What you need to do ->
- a) In the shrew article, up to what altitude is the black-footed shrew found?
- b) From the shrew article, write out the part between "The black-footed shrew (Crocidura" and "shrew (Crocidura musseri).", inclusive, replacing "zoologists" with "naturalists".

Page extract ->
Scientific classification
- Kingdom: Animalia
- Phylum: Chordata
- Class: Mammalia
- Order: Eulipotyphla
- Family: Soricidae
- Genus: Crocidura
- Species: C. nigripes
- Binomial name: Crocidura nigripes Miller & Hollister, 1921

= Black-footed shrew =

- Genus: Crocidura
- Species: nigripes
- Authority: Miller & Hollister, 1921
- Conservation status: LC

Species of mammal

The black-footed shrew (Crocidura nigripes) is a species of mammal in the family Soricidae. It is endemic to northern and central Sulawesi, Indonesia where it lives on the floor of the tropical forests. The International Union for Conservation of Nature has assessed its conservation status as being of "least concern".

==Taxonomy==
The black-footed shrew was first described in 1921 by the American zoologists Gerrit Smith Miller Jr. and Hollister as Crocidura nigripes. The type locality is southwest of Lake Tondano, Temboan in North Sulawesi. Crocidura nigripes is part of an assemblage of shrews endemic to northern and central Sulawesi which also includes the Sulawesi white-handed shrew (Crocidura rhoditis), the Sulawesi shrew (Crocidura lea), the elongated shrew (Crocidura elongata) and the mossy forest shrew (Crocidura musseri).

Its evolutionary proximity to the Sabahan lineage of the Bornean shrew, C. foetida sensu lato and C. baluensis, might suggest a human-mediated introduction to Sulawesi.

==Description==
The Sulawesi black-footed shrew is a small species of white-toothed shrew; it lacks the deposits of iron in the enamel of the teeth which is seen in the red-toothed shrews. The dorsal pelage is short and velvety, being greyish-brown or reddish-brown and the underside is paler. The ears are prominent, the legs are short, the feet are black, and the tail is long and clothed with a scattering of long hairs.

==Distribution and habitat==
The Sulawesi black-footed shrew is endemic to the island of Sulawesi in Indonesia. It occurs in the central and northern part of the island at altitudes of up to about 3000 m above sea level. Its habitat is the floor of both lowland and montane tropical forests where it forages among the leaf litter. It is thought to be nocturnal, but very little is known about its habits and life cycle.

==Status==
The Sulawesi black-footed shrew has a wide range and is believed to be present in several protected areas. The population trend appears to be steady and no particular threats to this species have been recognised although it is likely to be adversely affected by forest clearance. It is not clear whether it can adapt to alternative habitats when woodland is felled. The International Union for Conservation of Nature has assessed its conservation status as being of "least concern".

Data lines ->

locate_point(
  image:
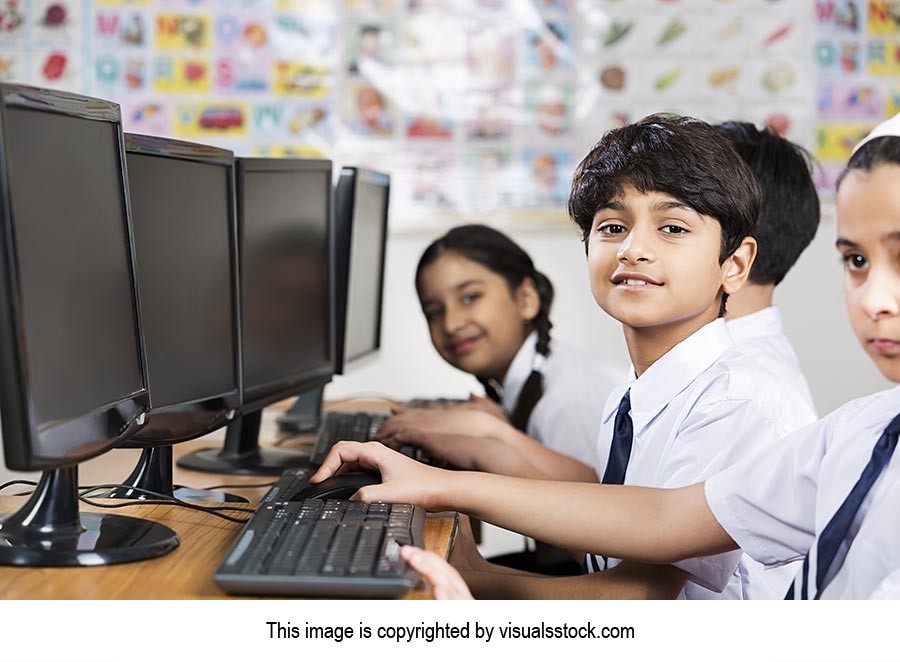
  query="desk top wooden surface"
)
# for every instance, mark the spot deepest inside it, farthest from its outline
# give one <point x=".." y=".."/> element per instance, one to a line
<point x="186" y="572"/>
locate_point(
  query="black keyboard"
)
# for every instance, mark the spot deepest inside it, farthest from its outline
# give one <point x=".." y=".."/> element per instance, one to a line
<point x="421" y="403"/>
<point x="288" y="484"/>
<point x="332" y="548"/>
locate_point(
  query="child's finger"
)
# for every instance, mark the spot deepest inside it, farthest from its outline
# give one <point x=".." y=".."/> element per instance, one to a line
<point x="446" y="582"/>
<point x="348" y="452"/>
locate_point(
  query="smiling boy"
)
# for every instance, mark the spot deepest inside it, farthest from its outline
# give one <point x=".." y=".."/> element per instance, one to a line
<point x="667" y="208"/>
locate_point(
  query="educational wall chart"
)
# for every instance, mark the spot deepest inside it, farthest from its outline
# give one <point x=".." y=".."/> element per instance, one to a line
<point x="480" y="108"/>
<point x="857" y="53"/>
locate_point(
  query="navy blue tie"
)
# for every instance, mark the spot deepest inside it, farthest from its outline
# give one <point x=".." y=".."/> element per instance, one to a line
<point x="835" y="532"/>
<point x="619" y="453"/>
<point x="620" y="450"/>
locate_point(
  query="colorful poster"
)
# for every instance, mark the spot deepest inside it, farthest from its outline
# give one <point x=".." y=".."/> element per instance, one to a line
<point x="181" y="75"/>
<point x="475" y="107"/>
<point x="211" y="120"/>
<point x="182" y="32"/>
==
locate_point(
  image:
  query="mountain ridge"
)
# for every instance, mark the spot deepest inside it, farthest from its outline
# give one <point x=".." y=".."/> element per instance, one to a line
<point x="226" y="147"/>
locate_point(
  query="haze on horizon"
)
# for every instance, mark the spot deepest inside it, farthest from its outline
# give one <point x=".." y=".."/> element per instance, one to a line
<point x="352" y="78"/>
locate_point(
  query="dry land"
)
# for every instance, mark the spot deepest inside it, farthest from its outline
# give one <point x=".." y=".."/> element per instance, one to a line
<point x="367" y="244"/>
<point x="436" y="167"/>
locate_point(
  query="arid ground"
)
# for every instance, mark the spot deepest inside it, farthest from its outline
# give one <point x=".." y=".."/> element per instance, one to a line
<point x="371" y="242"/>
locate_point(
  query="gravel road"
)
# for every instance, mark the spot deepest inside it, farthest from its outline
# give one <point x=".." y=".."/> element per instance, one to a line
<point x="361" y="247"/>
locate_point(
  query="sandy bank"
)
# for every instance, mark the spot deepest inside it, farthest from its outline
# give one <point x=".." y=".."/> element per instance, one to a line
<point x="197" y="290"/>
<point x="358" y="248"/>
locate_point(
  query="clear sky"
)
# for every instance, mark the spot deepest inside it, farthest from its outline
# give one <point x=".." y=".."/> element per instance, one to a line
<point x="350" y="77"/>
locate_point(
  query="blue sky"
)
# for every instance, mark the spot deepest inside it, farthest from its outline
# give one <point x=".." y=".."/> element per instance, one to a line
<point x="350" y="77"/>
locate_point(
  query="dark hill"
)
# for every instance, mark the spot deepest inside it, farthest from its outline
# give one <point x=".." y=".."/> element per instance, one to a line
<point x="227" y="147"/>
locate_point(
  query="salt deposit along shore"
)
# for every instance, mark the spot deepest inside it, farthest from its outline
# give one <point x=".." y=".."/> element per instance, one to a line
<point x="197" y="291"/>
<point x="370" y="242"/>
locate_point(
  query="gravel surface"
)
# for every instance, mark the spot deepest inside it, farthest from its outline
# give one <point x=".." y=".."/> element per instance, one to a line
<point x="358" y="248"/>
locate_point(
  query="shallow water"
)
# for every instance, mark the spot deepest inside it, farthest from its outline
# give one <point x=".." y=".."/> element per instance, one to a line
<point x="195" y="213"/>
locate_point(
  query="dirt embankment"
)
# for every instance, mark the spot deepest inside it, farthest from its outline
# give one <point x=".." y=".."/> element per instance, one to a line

Solutions to the tasks ->
- a) Up to about 3000 m above sea level.

- b)
The black-footed shrew (Crocidura nigripes) is a species of mammal in the family Soricidae. It is endemic to northern and central Sulawesi, Indonesia where it lives on the floor of the tropical forests. The International Union for Conservation of Nature has assessed its conservation status as being of "least concern".

==Taxonomy==
The black-footed shrew was first described in 1921 by the American naturalists Gerrit Smith Miller Jr. and Hollister as Crocidura nigripes. The type locality is southwest of Lake Tondano, Temboan in North Sulawesi. Crocidura nigripes is part of an assemblage of shrews endemic to northern and central Sulawesi which also includes the Sulawesi white-handed shrew (Crocidura rhoditis), the Sulawesi shrew (Crocidura lea), the elongated shrew (Crocidura elongata) and the mossy forest shrew (Crocidura musseri).